__Work to complete__. Copy each line of the records below that mentions the word "wooden".
START Exercise materials
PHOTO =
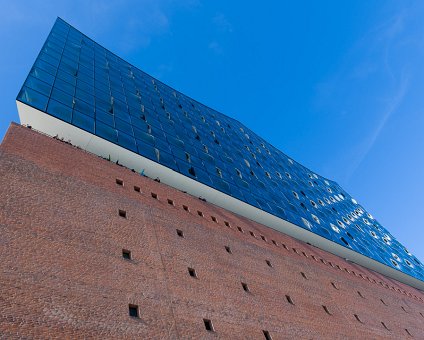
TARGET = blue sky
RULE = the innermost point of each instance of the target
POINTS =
(337, 85)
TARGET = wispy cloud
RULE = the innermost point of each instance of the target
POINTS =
(222, 23)
(215, 47)
(367, 144)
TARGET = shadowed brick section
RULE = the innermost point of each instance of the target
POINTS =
(63, 273)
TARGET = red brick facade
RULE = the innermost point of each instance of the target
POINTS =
(63, 274)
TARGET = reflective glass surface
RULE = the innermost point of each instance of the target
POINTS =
(80, 82)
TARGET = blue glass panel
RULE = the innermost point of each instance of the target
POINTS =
(106, 132)
(83, 121)
(33, 98)
(38, 85)
(105, 118)
(127, 141)
(42, 75)
(250, 169)
(59, 110)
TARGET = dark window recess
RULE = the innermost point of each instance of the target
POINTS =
(208, 325)
(385, 326)
(360, 294)
(289, 299)
(192, 272)
(126, 254)
(267, 335)
(326, 310)
(357, 318)
(133, 311)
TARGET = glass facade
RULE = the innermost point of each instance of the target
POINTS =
(81, 83)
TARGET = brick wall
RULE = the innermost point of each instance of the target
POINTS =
(63, 274)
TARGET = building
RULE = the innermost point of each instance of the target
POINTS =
(104, 234)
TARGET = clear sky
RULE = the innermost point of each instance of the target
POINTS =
(336, 85)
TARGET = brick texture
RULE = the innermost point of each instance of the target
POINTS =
(63, 274)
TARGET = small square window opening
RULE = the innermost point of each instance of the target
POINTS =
(208, 325)
(122, 213)
(126, 254)
(192, 272)
(133, 311)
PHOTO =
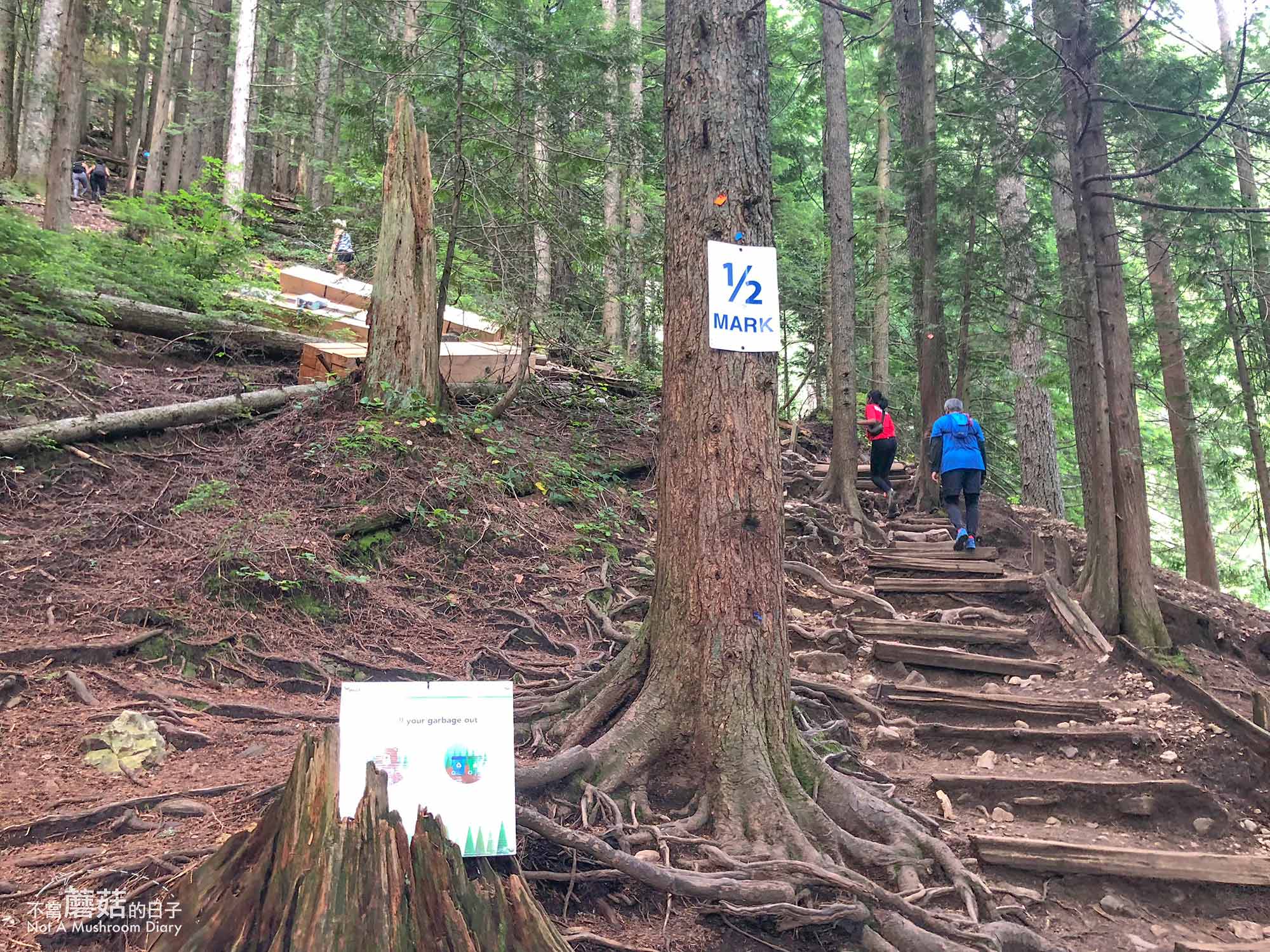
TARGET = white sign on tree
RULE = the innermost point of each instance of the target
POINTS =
(445, 747)
(745, 307)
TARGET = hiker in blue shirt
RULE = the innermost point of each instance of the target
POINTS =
(959, 460)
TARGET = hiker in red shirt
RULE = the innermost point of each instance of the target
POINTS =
(881, 431)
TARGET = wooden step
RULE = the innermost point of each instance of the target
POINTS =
(1170, 797)
(935, 550)
(1015, 706)
(937, 631)
(1051, 856)
(957, 587)
(1034, 736)
(958, 661)
(944, 567)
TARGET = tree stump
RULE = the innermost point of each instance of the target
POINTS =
(305, 879)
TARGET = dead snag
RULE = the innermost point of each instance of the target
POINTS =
(305, 879)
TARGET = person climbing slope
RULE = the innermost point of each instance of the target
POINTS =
(881, 431)
(959, 460)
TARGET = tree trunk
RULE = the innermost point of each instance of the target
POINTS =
(881, 367)
(305, 879)
(637, 342)
(241, 107)
(129, 423)
(1140, 616)
(1034, 416)
(41, 98)
(613, 309)
(1249, 192)
(139, 97)
(404, 356)
(840, 486)
(65, 142)
(1239, 328)
(161, 102)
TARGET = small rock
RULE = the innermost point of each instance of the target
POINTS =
(1116, 906)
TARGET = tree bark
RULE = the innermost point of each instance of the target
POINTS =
(840, 484)
(305, 879)
(1139, 615)
(65, 140)
(613, 308)
(1034, 417)
(637, 342)
(241, 107)
(881, 365)
(41, 98)
(129, 423)
(161, 102)
(404, 355)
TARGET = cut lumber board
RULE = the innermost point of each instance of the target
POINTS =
(1240, 727)
(1051, 856)
(1073, 618)
(947, 567)
(1172, 797)
(1065, 736)
(937, 631)
(958, 661)
(1018, 706)
(957, 587)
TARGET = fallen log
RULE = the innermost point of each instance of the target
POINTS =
(305, 879)
(937, 631)
(1015, 706)
(957, 587)
(956, 659)
(946, 567)
(128, 423)
(1051, 856)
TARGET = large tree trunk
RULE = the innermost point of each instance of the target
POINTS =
(241, 107)
(613, 308)
(304, 879)
(1034, 416)
(881, 366)
(1140, 616)
(161, 101)
(1249, 192)
(840, 486)
(404, 356)
(637, 342)
(70, 96)
(41, 97)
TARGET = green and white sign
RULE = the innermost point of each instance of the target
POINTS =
(446, 747)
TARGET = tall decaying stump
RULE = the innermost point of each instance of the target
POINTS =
(303, 879)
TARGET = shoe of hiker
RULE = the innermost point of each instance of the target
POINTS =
(959, 463)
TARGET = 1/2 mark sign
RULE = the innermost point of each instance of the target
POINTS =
(745, 305)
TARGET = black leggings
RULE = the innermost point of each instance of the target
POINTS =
(882, 455)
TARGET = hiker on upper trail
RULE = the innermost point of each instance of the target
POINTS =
(341, 248)
(959, 460)
(881, 431)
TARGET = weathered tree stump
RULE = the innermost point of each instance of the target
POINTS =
(304, 879)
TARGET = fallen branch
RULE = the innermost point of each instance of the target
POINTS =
(128, 423)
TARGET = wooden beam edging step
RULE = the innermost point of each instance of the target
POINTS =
(946, 567)
(1174, 797)
(1052, 856)
(958, 661)
(937, 631)
(957, 587)
(1240, 727)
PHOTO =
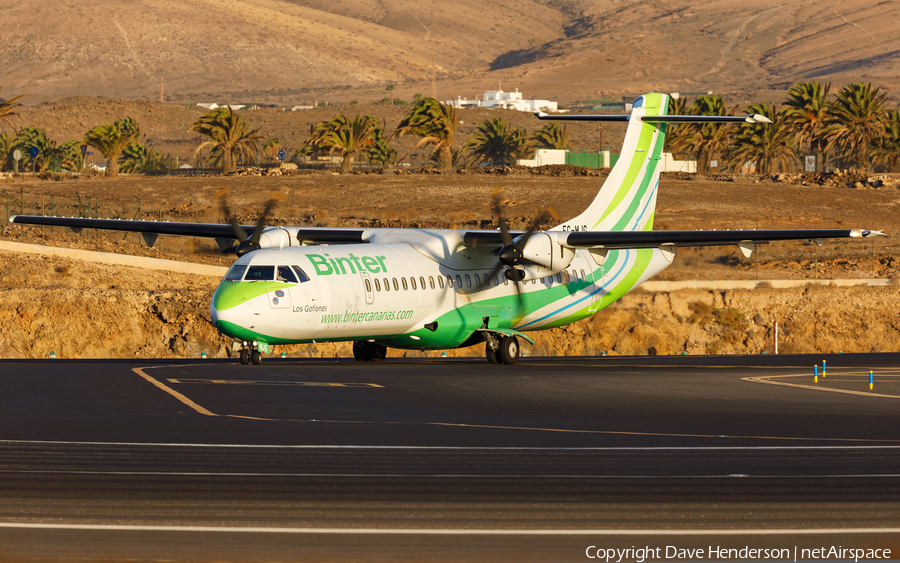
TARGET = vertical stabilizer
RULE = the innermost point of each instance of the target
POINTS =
(627, 200)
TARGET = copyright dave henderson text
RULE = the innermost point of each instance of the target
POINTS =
(641, 554)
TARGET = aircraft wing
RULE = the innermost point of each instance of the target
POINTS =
(207, 230)
(652, 239)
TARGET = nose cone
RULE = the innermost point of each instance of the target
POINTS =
(224, 306)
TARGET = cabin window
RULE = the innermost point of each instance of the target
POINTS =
(301, 274)
(236, 272)
(260, 273)
(285, 274)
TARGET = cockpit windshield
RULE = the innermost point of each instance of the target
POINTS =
(285, 274)
(236, 272)
(301, 274)
(260, 273)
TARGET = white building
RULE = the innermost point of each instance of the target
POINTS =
(504, 100)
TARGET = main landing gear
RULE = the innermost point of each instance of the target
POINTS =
(501, 350)
(250, 353)
(368, 351)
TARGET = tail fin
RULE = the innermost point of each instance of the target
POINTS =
(627, 200)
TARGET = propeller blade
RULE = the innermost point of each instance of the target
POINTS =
(239, 232)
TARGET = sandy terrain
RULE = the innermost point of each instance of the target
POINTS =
(289, 52)
(84, 310)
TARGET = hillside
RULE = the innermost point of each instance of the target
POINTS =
(294, 51)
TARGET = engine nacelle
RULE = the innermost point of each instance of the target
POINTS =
(545, 249)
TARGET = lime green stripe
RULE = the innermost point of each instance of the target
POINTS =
(633, 207)
(230, 294)
(634, 168)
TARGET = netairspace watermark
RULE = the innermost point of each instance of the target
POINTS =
(716, 553)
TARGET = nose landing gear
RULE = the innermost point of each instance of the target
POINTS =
(368, 351)
(250, 353)
(502, 350)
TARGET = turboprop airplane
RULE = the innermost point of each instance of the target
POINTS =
(431, 289)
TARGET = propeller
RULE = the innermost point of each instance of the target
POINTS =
(246, 243)
(510, 255)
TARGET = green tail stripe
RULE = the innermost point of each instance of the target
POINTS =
(628, 216)
(634, 168)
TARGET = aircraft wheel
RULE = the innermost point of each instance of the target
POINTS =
(508, 352)
(360, 351)
(491, 355)
(377, 352)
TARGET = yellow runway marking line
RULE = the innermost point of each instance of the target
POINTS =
(285, 383)
(768, 378)
(170, 391)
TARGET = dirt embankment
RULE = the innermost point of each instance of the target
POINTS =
(86, 310)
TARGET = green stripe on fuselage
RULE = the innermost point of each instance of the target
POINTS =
(231, 294)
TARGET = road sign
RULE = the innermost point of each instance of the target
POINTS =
(809, 163)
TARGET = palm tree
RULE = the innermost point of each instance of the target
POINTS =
(888, 154)
(139, 159)
(436, 124)
(769, 145)
(111, 139)
(678, 136)
(551, 136)
(270, 149)
(707, 141)
(343, 136)
(69, 156)
(856, 122)
(229, 136)
(806, 112)
(33, 137)
(6, 143)
(495, 141)
(381, 151)
(7, 108)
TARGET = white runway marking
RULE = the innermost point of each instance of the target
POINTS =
(464, 448)
(448, 532)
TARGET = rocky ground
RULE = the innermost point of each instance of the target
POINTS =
(78, 309)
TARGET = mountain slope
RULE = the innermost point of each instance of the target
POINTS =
(287, 51)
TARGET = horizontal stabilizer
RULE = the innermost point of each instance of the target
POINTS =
(754, 118)
(653, 239)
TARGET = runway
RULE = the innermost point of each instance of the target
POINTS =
(445, 460)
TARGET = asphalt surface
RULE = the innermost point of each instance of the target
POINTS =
(446, 460)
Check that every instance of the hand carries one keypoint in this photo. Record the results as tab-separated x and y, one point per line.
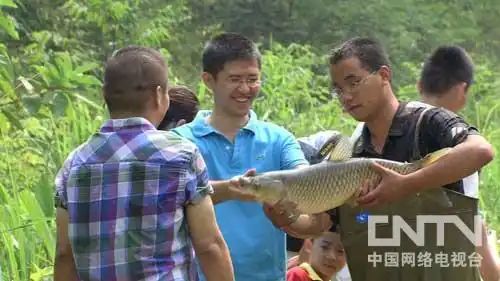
235	190
390	189
282	213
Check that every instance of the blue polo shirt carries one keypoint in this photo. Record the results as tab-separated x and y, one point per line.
258	249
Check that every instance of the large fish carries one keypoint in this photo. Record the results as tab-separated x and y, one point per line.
330	183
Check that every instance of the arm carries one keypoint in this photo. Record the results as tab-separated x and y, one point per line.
208	243
64	265
490	264
228	190
469	154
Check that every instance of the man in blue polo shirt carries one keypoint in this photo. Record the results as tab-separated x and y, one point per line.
234	142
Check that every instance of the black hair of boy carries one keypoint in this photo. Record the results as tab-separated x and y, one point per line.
228	47
131	76
446	67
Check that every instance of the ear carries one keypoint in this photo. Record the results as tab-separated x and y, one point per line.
180	123
161	98
462	88
208	80
419	86
385	73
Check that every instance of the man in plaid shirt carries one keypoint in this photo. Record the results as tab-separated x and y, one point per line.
132	201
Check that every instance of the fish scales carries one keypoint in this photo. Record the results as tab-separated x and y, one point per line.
328	184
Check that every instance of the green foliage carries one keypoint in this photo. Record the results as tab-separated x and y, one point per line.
52	53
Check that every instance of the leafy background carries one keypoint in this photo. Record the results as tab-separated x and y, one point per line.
52	53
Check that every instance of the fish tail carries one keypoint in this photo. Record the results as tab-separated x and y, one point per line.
434	156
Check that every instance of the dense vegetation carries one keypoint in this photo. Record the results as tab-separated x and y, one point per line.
52	52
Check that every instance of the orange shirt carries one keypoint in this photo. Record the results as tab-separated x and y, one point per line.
304	272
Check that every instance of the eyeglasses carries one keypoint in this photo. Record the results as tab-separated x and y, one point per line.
235	83
353	87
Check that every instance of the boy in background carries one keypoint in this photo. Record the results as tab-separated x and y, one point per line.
326	260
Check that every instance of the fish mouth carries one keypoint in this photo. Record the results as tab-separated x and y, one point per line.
244	181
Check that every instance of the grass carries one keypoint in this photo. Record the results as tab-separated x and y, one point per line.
31	157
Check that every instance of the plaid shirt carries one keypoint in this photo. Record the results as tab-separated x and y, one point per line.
125	190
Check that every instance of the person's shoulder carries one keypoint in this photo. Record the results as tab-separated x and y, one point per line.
297	273
185	130
270	126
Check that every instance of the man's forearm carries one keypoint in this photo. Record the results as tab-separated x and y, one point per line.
215	262
221	191
308	226
64	268
463	160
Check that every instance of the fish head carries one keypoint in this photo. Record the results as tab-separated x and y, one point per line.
264	187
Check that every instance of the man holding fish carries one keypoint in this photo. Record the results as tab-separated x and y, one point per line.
361	77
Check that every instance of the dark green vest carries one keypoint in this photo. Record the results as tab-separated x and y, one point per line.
455	261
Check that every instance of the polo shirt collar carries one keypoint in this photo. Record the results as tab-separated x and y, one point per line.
127	124
310	271
399	127
201	128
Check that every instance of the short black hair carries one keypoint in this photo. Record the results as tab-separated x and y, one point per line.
184	104
368	51
227	47
130	74
447	66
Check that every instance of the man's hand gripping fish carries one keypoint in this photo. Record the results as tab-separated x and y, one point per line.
328	184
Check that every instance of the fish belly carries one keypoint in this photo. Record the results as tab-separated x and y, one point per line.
327	186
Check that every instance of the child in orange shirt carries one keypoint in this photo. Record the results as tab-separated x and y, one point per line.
326	260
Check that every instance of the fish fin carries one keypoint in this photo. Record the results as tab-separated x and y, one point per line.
437	196
434	156
342	148
351	201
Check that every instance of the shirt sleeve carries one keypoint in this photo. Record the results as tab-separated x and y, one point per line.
198	185
311	145
291	153
446	128
297	274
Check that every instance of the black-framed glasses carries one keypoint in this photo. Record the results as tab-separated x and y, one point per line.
353	87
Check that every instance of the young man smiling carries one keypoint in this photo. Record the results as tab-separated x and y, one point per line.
361	77
234	142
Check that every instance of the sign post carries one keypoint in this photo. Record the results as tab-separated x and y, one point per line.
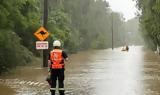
42	34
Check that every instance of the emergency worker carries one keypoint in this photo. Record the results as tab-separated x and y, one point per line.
57	58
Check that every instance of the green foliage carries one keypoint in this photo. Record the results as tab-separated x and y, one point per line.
150	21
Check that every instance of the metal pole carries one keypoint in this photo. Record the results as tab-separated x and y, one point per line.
45	19
112	33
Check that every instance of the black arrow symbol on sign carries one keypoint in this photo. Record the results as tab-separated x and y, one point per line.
42	33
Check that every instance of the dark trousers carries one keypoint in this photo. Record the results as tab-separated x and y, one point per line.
57	74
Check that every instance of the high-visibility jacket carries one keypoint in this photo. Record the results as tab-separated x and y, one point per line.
56	59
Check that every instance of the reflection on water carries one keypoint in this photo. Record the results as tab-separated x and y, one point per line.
100	72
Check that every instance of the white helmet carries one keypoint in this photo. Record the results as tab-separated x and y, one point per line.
57	43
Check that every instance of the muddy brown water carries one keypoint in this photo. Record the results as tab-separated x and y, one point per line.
95	72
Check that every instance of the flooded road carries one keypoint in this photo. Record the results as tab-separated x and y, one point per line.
100	72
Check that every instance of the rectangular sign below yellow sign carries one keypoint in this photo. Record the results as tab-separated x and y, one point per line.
42	45
41	34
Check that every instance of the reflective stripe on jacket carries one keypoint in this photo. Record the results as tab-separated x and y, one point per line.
56	59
END Exercise materials
__Answer box__.
TARGET = wooden step
TARGET = wooden beam edging step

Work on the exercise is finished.